## [Work to complete]
Transcribe every line of the rows below without changing any character.

## [Data excerpts]

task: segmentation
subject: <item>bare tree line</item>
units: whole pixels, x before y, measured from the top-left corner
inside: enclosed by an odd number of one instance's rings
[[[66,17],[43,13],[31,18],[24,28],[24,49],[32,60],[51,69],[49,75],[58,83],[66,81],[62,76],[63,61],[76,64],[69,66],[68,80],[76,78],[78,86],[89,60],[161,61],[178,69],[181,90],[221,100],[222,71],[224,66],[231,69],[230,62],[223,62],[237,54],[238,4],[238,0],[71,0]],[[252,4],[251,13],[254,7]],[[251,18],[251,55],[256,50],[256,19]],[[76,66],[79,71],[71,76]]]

## [Expected answer]
task: segmentation
subject: <item>bare tree line</item>
units: whole pixels, x before y, measured from the top-left corner
inside: enclosed by an odd number of one instance's rings
[[[66,17],[43,13],[31,18],[24,28],[24,49],[32,60],[51,69],[49,75],[58,83],[66,81],[62,76],[63,61],[76,64],[69,66],[68,80],[76,78],[78,86],[89,60],[161,61],[178,69],[181,90],[221,100],[222,71],[224,66],[231,69],[230,62],[223,62],[237,54],[238,4],[238,0],[71,0]],[[252,4],[251,13],[254,7]],[[251,18],[251,55],[256,50],[256,19]],[[76,66],[79,71],[71,76]]]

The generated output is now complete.